Excerpted text:

Striking prose poems by Rachel Eliza Griffiths speak for those who have died because of Covid-19. In “Fever,” she writes “I burn in the frame of me, leaning against dark beams of bone.” In “Silence,” we are told “The wound of the virus is not quite / solitude but isolation.” Humanity abounds throughout these pages. In “Edge,” Griffiths reminds us how we miss touch by asking, “Can your hand find the edge of mine?” She dedicates her piece, “Flower” to a forensic technician who places daffodils on body bags in a New Jersey hospital morgue. The poem sings:

I would like to believe this poem is a daffodil 
placed on the lid of a language that is trying to speak
about the world. Let this poem be a stinging like beauty
in our eyes. O city, we are living on our knees.
Let Tanisha put her flowers down into the earth. New York,
I want to save you.

With sonnets and free verse poems, J, Mae Barizo  writes with feminist strength in “Sunday Women on Malcolm X Boulevard” that her sisters wonder “how long to hold onto husbands, how // to skin a chicken, how to tend a fire / that burns thousands of miles away.” In the poem “Survival Skills,” she writes of “Being able to dodge / a bullet.” It seems every apt descriptor in the vernacular is included somewhere in this collection, thus enabling readers to reflect and remember long past this pandemic.

Form enhances content as Traci Brimhall and Brynn Saito present ten modern ghazals bookended by two free verse poems “Dear Past” and “Dear Tomorrow.” The chapbook ends with hope, “Yes, there’s still a chance for us / both to be tooth and moon and wild recovery.” In an impressive riff on Ginsberg’s “Howl,” Denise Duhamel minces no words, “I saw the best minds of my generation (i.e., Fauci, Birx) / undermined by Trump.” Then she ushers readers through an epic twenty-three stanza “Pandemic Pantoum” that captures bits that we will delight in and/or cry about in recalling, such as, “There’s no toilet paper to be found in stores / but I did score some Kleenex on Amazon.”

Records provided:
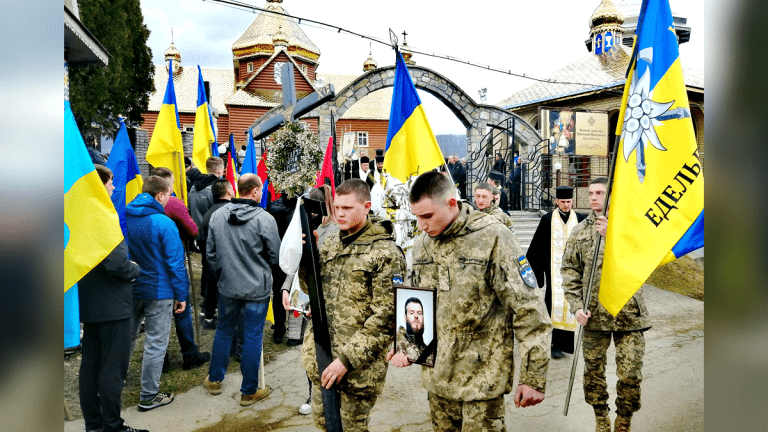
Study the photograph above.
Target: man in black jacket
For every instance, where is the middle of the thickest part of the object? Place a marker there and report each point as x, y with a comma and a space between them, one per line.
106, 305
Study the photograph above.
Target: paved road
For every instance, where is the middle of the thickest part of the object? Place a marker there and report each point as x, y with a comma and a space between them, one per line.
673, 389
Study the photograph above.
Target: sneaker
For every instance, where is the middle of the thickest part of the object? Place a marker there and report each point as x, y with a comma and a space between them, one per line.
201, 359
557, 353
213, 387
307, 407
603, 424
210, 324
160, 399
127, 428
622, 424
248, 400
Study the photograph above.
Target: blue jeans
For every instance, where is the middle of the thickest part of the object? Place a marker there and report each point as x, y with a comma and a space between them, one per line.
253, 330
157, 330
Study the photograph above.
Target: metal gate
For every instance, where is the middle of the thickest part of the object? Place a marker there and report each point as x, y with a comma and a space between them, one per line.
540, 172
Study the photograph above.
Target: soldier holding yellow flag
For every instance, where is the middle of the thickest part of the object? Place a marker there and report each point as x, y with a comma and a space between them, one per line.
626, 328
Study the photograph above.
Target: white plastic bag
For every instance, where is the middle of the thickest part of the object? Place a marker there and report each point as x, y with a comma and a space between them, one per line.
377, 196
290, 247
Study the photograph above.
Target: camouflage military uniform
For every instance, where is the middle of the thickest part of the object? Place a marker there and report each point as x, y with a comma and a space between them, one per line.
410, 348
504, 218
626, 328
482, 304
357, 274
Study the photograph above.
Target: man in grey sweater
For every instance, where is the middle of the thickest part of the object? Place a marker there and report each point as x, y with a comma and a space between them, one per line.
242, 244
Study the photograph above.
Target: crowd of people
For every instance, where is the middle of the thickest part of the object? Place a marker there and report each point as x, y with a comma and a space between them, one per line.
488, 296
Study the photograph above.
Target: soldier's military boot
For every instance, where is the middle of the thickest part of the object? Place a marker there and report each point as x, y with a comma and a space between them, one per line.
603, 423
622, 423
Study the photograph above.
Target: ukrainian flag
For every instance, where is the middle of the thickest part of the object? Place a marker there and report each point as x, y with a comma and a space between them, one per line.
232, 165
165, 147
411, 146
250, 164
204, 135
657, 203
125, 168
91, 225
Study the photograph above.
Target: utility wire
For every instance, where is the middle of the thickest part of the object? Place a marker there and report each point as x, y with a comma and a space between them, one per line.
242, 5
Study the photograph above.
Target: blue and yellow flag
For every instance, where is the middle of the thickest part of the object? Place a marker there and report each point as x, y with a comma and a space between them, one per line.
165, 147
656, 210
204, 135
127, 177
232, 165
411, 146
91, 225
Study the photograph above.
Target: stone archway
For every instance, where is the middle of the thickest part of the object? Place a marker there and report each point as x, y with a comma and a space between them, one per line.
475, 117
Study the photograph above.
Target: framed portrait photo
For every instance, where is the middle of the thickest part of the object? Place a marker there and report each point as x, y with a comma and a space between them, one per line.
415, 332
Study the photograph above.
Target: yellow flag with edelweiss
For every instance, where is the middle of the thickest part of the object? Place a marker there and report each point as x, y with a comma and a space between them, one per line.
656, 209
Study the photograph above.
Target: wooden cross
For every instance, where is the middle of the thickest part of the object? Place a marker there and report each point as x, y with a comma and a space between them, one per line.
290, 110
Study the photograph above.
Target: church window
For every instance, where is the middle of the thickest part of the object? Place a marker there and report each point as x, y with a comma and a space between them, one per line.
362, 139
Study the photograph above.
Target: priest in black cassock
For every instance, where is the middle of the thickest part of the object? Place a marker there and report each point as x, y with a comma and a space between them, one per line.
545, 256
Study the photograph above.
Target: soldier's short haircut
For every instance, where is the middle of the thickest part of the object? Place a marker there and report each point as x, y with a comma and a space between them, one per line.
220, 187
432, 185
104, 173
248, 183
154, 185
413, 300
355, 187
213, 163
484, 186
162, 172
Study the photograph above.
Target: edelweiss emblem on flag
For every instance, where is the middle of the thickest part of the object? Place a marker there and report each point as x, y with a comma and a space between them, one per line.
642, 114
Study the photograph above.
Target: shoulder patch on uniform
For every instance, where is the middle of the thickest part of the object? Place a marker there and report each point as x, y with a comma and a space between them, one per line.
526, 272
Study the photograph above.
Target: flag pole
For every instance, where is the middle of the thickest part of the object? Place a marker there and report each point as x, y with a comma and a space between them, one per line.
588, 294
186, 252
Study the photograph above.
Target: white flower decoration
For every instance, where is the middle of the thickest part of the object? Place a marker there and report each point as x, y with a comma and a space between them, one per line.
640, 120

Work request 1:
Answer these from the review of pandemic poetry:
(a) To whom does Griffiths dedicate her piece "Flower"?
(b) Which two free verse poems bookend the ghazals by Traci Brimhall and Brynn Saito?
(c) How many stanzas does Denise Duhamel's "Pandemic Pantoum" have?
Work request 2: From the pandemic poetry review, copy the passage between "With sonnets and" and "past this pandemic.", inclusive, word for word.

Answer box 1:
(a) A forensic technician who places daffodils on body bags in a New Jersey hospital morgue
(b) "Dear Past" and "Dear Tomorrow"
(c) Twenty-three

Answer box 2:
With sonnets and free verse poems, J, Mae Barizo  writes with feminist strength in “Sunday Women on Malcolm X Boulevard” that her sisters wonder “how long to hold onto husbands, how // to skin a chicken, how to tend a fire / that burns thousands of miles away.” In the poem “Survival Skills,” she writes of “Being able to dodge / a bullet.” It seems every apt descriptor in the vernacular is included somewhere in this collection, thus enabling readers to reflect and remember long past this pandemic.